**** INPUT DATA ****

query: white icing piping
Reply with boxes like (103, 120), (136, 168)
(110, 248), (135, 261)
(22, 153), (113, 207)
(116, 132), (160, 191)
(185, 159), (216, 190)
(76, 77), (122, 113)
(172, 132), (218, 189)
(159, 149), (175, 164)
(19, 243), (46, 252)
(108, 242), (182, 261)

****
**** INPUT DATA ****

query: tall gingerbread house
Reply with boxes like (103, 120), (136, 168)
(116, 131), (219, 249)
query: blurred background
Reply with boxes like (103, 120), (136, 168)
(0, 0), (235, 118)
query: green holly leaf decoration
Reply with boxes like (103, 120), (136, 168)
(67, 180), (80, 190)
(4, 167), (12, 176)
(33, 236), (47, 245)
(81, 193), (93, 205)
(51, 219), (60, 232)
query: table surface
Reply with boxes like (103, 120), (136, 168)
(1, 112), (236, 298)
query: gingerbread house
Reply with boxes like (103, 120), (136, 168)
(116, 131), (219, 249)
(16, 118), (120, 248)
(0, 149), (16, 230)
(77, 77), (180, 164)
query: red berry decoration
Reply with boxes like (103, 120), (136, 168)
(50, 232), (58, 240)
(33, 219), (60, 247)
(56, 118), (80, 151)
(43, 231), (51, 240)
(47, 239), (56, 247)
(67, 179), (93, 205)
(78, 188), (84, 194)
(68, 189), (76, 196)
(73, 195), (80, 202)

****

GOAL OF THE EXERCISE: Go through the records and copy each line with "decoration" in it.

ANSWER TO THE EXERCISE:
query: green holly leaf decoration
query: red berry decoration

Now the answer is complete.